**PREGUNTAS DE ESTUDIO:**
- a) Reescriba en forma de lista el párrafo del fragmento sobre los abuelos tenistas que comienza con «Era una manera de hacer deporte». Conserve sus datos principales.
- b) Responda a las siguientes preguntas sobre el fragmento sobre los abuelos tenistas:
(i) ¿Qué deporte practicaban las personas muy mayores que aparecían en el vídeo?
(ii) ¿Qué se veía al fondo en aquellos despertares fríos y soleados?
(iii) ¿A cuántos de sus abuelos no llegó a conocer el narrador?
- c) Prosiga el fragmento sobre los abuelos tenistas a partir de su última frase.

Sin edad

El otro día, sentado en uno de esos parques ahora convertidos en los espacios relativamente más seguros para verse con alguien, los vi. Al sol. Con años y arrugas encima. Y comentando entre risas las jugadas que acababan bien. Y las que no. Porque por algo quedaban. Para pasar un buen rato. Curiosamente a los pocos días vi un vídeo grabado por alguien que se había quedado de piedra viendo una escena parecida. Mayores. Muy mayores. Jugando al tenis.

Y no pude evitar acordarme de aquellos años. Como para olvidarlos. En los que cada mañana me iba hasta un club de tenis en el que coincidía y jugaba con unos cuantos abuelos que me adoptaron como un nieto que estaba encantado de correr, pegarle a la bola y tejer complicidades desacomplejadas entre jugada y jugada. Como si fuera el mejor plan que pudiéramos hacer en aquellos despertares fríos y soleados con el Mediterráneo al fondo. Y es que tal vez lo fuera.

Era una manera de hacer deporte, de agitar la cabeza. Además yo de pequeño apenas disfruté de la compañía de mis abuelos, a dos de ellos no llegué ni a conocerlos. Por eso me fascinaba ver y escuchar a aquellos abuelos tenistas. Hablando del tiempo. De política, claro. De cuando se jugaron allí los Juegos Olímpicos. De cómo había jugado el Barça la noche anterior. O de las malditas operaciones. Las salvadas. Las venideras.

**DATOS PROPORCIONADOS:**
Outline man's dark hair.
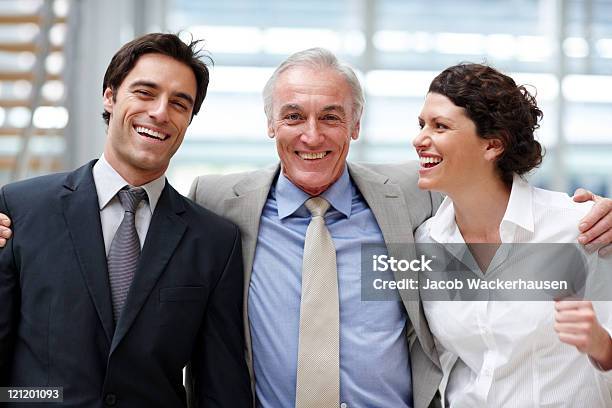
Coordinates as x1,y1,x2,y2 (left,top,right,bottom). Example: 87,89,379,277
102,33,212,125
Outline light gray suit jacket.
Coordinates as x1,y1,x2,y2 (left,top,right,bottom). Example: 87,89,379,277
189,162,442,408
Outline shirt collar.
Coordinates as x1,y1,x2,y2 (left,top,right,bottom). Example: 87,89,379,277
93,154,166,214
502,174,534,232
429,174,534,243
275,165,353,219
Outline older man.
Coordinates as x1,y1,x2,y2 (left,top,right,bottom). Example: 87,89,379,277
0,34,251,408
190,49,610,408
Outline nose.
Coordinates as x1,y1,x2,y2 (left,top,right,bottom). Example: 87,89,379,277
412,126,431,151
149,97,169,123
300,118,324,146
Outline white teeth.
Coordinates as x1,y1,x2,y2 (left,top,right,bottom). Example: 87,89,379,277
421,156,442,164
299,152,327,160
136,126,166,140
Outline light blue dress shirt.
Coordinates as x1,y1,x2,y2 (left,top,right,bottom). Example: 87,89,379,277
248,166,412,408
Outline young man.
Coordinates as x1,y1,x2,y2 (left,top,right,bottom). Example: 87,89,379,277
0,34,251,407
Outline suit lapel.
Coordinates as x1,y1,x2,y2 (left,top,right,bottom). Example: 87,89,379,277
61,161,114,344
111,182,187,353
223,165,280,379
348,163,422,337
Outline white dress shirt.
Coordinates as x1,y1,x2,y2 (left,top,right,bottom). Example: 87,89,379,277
93,155,166,256
415,176,612,408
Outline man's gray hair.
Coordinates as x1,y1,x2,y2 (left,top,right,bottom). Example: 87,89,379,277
263,48,365,124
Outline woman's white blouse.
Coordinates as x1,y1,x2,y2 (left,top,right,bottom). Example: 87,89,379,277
415,176,612,408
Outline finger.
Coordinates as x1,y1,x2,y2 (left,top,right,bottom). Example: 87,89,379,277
555,310,595,324
572,188,593,203
555,300,593,312
559,333,587,351
554,322,591,335
578,198,612,244
599,244,612,258
0,227,13,239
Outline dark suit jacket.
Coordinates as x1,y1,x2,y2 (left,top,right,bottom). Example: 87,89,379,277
0,161,251,408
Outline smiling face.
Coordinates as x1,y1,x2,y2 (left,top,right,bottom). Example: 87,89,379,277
412,93,503,196
268,66,359,196
104,54,196,185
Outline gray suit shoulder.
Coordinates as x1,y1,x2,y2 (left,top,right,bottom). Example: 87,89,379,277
354,160,444,215
188,166,278,213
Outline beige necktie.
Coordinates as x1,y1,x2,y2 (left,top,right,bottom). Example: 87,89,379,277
295,197,340,408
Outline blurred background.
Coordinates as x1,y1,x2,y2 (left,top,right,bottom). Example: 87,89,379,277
0,0,612,196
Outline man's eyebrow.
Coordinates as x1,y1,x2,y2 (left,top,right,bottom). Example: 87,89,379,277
280,103,302,112
129,80,194,106
321,105,346,115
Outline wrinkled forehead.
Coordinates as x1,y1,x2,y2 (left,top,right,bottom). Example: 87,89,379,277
272,66,352,111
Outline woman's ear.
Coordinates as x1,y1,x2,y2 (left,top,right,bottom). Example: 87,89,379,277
484,138,504,161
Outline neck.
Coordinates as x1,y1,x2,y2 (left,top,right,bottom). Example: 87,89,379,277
104,149,166,187
448,176,510,243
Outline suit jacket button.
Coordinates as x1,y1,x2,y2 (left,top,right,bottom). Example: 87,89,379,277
104,393,117,407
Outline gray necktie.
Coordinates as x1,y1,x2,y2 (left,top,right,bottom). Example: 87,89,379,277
295,197,340,408
108,187,147,322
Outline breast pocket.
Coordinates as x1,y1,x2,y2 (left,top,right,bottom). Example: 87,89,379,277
159,286,206,303
158,286,208,328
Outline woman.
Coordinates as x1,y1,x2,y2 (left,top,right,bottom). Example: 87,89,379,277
413,64,612,407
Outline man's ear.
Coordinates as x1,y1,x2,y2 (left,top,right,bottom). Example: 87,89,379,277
268,121,274,139
351,119,361,140
484,138,504,161
102,87,115,113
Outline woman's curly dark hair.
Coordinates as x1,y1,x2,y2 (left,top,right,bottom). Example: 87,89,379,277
429,63,543,184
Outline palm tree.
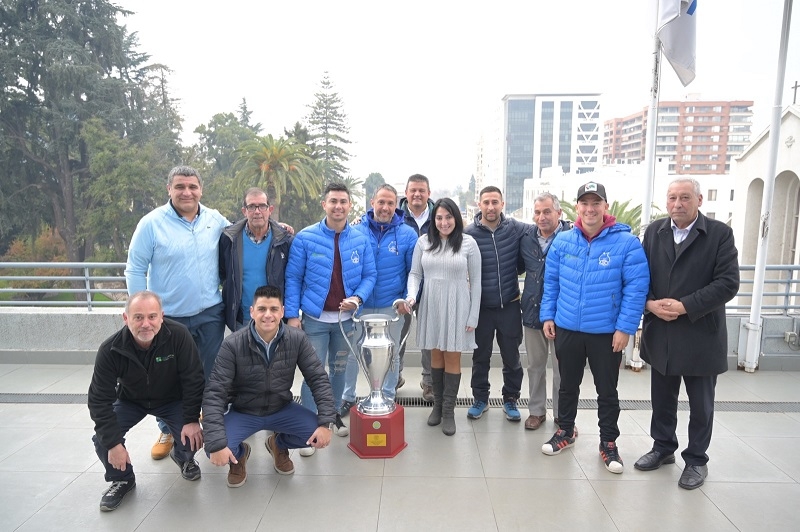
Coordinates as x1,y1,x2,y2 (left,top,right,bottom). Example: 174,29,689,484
234,135,322,220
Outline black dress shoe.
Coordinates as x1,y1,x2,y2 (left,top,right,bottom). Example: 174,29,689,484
678,465,708,490
633,450,675,471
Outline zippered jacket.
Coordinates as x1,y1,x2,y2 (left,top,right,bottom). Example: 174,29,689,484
519,220,572,329
353,209,417,308
285,219,376,319
203,322,336,453
539,223,650,334
464,212,531,308
219,218,293,331
88,318,204,449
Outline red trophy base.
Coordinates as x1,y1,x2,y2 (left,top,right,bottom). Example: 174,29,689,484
347,405,408,458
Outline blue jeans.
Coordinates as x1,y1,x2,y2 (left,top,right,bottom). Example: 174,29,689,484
92,399,195,482
156,303,225,434
300,316,355,413
211,403,319,460
167,303,225,382
342,307,405,403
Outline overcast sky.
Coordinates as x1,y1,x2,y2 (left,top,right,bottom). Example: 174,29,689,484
117,0,800,189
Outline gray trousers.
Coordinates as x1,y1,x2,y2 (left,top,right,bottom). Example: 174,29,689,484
398,314,433,386
523,327,561,418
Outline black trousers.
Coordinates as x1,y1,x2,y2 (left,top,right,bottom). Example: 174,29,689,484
470,300,523,402
555,327,622,441
650,368,717,465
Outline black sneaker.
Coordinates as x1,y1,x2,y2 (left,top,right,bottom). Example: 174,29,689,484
542,429,575,456
339,401,356,417
600,441,623,475
100,480,136,512
169,447,200,480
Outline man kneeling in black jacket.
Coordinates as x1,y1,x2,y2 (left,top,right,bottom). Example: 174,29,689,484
203,286,336,488
89,290,203,512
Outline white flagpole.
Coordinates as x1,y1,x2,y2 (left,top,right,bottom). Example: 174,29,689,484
639,35,660,237
739,0,792,372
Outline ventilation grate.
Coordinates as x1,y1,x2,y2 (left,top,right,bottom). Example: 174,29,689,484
0,393,800,413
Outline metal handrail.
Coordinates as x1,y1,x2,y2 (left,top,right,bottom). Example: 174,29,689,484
0,262,800,314
0,262,128,311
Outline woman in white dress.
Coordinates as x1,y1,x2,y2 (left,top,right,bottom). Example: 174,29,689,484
406,198,481,436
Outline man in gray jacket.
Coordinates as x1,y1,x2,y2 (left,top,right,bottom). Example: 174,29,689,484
219,187,292,331
203,286,336,488
519,192,577,432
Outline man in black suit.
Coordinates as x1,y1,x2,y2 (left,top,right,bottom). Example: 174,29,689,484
634,178,739,490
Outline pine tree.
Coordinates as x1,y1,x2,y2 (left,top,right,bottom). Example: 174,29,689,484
307,72,350,183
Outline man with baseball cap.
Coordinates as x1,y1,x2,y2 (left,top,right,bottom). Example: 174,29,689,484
539,181,650,473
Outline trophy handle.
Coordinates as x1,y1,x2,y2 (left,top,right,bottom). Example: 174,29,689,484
392,299,414,358
339,307,367,373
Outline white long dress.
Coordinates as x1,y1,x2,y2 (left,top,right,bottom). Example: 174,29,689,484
407,234,481,351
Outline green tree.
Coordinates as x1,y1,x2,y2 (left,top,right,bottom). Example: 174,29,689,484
364,172,386,209
234,135,322,220
0,0,180,262
283,122,311,144
194,105,261,176
80,118,164,262
307,72,350,183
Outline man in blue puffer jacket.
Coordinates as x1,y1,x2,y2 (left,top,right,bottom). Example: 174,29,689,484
539,182,650,473
339,184,417,416
285,183,376,448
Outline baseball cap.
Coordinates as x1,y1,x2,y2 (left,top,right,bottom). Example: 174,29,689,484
578,181,608,203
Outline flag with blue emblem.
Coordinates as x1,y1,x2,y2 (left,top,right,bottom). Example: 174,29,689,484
656,0,697,87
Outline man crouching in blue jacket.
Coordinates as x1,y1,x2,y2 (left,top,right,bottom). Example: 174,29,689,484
539,182,650,473
203,286,336,488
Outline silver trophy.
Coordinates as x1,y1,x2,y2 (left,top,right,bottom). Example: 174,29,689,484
339,299,408,416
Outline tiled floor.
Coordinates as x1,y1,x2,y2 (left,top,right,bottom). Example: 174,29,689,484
0,359,800,532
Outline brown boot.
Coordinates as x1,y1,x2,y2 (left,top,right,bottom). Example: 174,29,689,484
267,433,294,475
228,442,250,488
440,370,461,436
428,368,444,427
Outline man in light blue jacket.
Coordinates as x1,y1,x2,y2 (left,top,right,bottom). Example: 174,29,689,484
285,183,376,456
125,166,229,460
339,184,417,416
539,182,650,473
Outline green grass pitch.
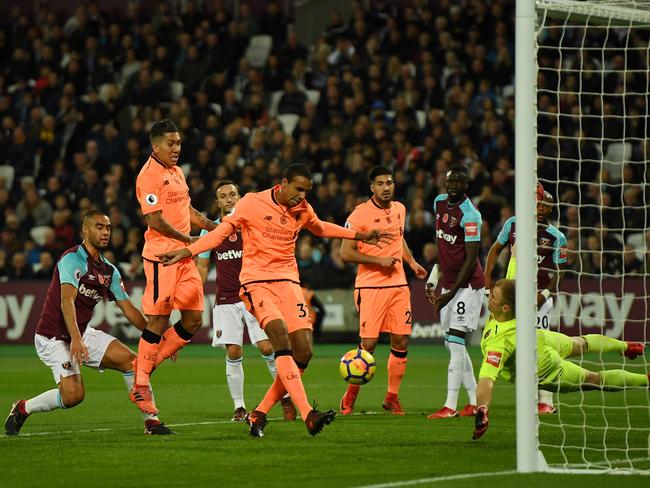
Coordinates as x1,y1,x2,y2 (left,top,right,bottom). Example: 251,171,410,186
0,345,650,488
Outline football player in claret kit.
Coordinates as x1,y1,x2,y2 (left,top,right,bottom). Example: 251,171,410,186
485,183,567,415
158,164,392,437
340,166,426,415
473,279,650,439
5,210,174,435
426,165,485,419
198,180,297,422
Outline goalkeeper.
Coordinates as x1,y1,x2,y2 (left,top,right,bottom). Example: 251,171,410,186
473,280,650,439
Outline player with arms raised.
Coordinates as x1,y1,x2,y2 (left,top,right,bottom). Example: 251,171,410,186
159,164,392,437
340,166,426,415
485,184,567,415
5,210,173,435
473,280,650,439
131,119,216,414
426,165,484,419
192,180,296,422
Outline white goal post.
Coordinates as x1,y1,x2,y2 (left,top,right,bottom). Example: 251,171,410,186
515,0,650,474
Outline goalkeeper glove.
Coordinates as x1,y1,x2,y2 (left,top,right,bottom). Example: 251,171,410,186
472,405,488,440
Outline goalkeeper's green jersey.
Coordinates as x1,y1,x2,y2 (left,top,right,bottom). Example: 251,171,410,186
478,314,572,384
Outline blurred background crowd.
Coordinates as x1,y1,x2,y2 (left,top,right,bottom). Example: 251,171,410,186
0,0,650,288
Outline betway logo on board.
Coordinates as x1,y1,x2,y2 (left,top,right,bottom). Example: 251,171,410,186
436,229,458,244
217,249,244,261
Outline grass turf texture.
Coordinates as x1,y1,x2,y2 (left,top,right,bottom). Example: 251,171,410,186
0,344,650,488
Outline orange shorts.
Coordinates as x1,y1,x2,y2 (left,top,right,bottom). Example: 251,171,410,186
239,281,312,333
354,286,411,339
142,259,203,315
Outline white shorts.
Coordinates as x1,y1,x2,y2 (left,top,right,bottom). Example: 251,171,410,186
440,288,485,332
34,327,115,385
212,302,268,347
537,297,553,330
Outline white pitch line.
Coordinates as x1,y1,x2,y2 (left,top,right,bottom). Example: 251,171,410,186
0,412,379,439
355,469,517,488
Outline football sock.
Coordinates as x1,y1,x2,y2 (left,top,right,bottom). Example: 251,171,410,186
600,369,648,391
122,371,158,421
271,351,313,420
463,348,476,405
582,334,627,353
262,354,278,378
154,322,192,368
25,388,60,414
537,390,553,407
226,356,245,408
135,329,161,386
388,348,408,395
445,336,465,410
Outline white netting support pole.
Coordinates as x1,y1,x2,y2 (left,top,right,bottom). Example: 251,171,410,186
515,0,539,473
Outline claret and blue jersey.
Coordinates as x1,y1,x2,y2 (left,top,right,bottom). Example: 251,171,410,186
36,244,129,342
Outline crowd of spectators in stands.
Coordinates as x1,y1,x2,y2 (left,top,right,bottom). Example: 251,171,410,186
0,0,650,287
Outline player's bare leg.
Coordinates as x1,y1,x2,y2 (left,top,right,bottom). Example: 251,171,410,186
382,334,409,415
5,374,85,435
129,315,169,415
339,337,378,415
100,340,175,435
154,310,203,368
226,344,246,422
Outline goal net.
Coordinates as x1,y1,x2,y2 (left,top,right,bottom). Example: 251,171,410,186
536,0,650,474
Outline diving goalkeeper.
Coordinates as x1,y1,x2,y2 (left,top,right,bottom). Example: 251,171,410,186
473,280,650,439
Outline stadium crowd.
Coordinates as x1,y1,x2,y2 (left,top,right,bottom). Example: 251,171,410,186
0,0,647,287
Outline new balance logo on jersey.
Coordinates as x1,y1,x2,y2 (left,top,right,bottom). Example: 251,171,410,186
217,249,244,261
436,229,458,244
77,283,102,303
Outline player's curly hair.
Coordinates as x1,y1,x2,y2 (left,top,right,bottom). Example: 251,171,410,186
149,119,179,142
496,279,516,313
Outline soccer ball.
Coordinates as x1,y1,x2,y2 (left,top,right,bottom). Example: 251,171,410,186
339,349,377,385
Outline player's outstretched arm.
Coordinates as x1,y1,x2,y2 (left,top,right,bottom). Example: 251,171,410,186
402,238,427,280
61,283,88,366
145,210,192,244
483,241,506,290
341,239,399,268
190,205,217,230
115,298,147,331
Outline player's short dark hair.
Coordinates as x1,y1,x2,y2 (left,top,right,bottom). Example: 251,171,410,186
496,279,517,313
149,119,180,142
282,163,314,183
82,209,108,225
368,166,393,183
214,180,239,194
449,164,469,179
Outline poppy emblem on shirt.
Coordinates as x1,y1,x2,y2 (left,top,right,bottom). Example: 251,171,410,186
465,222,478,237
485,351,501,368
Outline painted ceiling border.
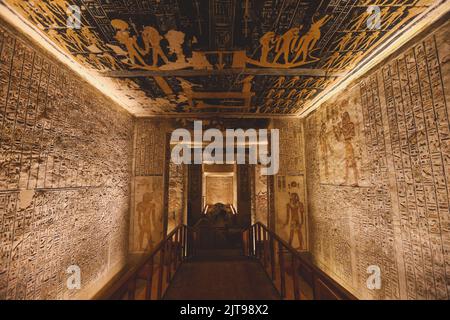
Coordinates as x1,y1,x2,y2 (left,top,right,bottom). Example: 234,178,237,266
296,0,450,118
0,1,134,115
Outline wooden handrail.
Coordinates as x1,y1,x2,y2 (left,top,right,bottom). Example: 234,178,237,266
94,224,195,300
243,222,357,300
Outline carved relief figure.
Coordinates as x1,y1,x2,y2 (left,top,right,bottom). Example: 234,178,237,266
334,111,358,185
319,122,331,177
286,192,305,249
136,192,156,250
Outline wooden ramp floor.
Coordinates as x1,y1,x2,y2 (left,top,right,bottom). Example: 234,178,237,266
164,255,280,300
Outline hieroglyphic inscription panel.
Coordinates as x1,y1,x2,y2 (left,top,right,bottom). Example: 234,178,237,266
0,22,132,299
305,23,450,299
130,119,173,252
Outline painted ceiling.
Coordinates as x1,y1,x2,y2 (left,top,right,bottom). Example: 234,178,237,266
3,0,435,116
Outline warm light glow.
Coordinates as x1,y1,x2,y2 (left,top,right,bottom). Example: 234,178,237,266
297,0,450,118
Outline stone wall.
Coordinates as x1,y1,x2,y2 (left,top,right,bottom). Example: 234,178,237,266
0,21,133,300
269,119,308,250
305,23,450,299
130,119,171,252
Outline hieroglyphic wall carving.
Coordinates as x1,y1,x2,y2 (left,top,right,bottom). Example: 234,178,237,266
254,164,269,226
305,23,450,299
272,119,308,250
167,160,187,233
0,22,132,299
130,119,170,252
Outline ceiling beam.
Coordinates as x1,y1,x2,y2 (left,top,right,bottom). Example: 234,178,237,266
99,68,344,78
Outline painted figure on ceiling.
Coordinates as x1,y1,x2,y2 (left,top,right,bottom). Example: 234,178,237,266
111,19,147,66
142,26,169,66
259,32,276,64
293,15,331,62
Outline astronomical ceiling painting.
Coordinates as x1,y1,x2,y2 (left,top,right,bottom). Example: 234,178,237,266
2,0,439,116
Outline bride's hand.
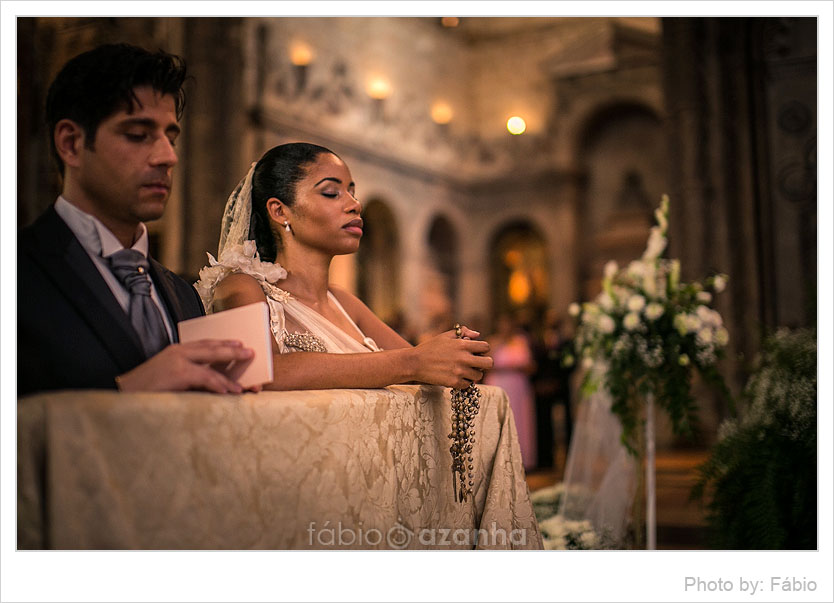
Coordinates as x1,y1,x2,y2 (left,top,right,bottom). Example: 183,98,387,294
414,327,492,389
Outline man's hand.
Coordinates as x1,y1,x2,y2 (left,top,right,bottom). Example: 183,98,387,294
117,339,255,394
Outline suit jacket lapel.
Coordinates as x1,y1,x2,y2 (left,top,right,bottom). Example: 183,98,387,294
27,208,145,370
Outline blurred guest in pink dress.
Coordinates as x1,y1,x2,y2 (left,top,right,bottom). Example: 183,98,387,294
484,314,536,469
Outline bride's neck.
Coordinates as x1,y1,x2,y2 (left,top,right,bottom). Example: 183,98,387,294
278,248,333,306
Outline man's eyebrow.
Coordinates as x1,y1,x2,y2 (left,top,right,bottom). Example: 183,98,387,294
119,117,181,134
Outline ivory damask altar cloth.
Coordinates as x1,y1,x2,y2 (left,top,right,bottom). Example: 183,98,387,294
18,385,542,549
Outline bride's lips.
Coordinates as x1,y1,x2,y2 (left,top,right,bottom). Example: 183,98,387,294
342,218,364,236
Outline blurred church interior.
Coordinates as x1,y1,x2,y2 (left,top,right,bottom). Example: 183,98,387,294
17,17,817,458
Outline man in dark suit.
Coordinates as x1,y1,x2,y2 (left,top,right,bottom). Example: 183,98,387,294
17,44,253,396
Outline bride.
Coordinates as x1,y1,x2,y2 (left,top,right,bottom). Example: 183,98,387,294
195,143,492,390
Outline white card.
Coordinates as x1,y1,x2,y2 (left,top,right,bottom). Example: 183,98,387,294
177,302,273,387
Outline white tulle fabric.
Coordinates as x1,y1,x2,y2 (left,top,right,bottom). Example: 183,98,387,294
194,163,379,354
559,360,637,547
194,241,380,354
217,162,257,258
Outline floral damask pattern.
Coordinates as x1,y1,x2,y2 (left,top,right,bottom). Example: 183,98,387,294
18,385,542,549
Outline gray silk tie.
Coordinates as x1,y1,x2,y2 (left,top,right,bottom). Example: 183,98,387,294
105,249,170,358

**RESPUESTAS:**
- a)
- Jugar al tenis era una forma de hacer deporte y de agitar la cabeza.
- De pequeño, el narrador apenas disfrutó de la compañía de sus abuelos, y a dos de ellos ni siquiera llegó a conocerlos.
- Por eso le fascinaba ver y escuchar a aquellos abuelos tenistas.
- Los abuelos hablaban del tiempo, de política, de cuando se celebraron allí los Juegos Olímpicos, del partido del Barça de la noche anterior y de las operaciones, tanto las salvadas como las venideras.

- b)
(i) El tenis.
(ii) El Mediterráneo.
(iii) A dos.

- c)
Los recuerdo muy puntuales. Competitivos. Y muy ingeniosos. Por eso a veces echaba con ellos hasta tres partidos la misma mañana. Porque no sabía ni quería decirles que no. Porque estaba seguro que la azarosa vida me llevaría algún día a otra ciudad. A otros horarios. A otra vida en la que no pudiera jugar con ellos. Y no quería desaprovechar esa compañía, esa mezcla de veteranía, socarronería y vitalidad. Como aquella mujer que jugaba apenas días después de operarse de un cáncer. El que fumaba nada más acabar el partido. Un Ducados. El que, depende de por dónde le viniera una bola, cambiaba la raqueta de mano. De mano. El que organizaba campeonatos con una pasión digna de convertirse en todo un juez de silla. O el que me decía que, fuese cual fuese el resultado final, él contaría al llegar a casa que había ganado.

Luego, al acabar, los veía inflarse a bromas entre ellos mientras iban entrando y saliendo de la ducha. Desprendiéndose de muñequeras y vistiéndose por los pies. Echándose esas colonias que me transportaban a mi barbero de cuando era pequeño. O jugando al dominó. Antes de volver a casa. Sin prisa. Con el cuerpo bien ejercitado para una siesta. Para recuperar fuerzas y volver a la mañana siguiente. Para soñar con jugadas imposibles.

Cómo no disfrutarlos. Cómo no echarlos de menos.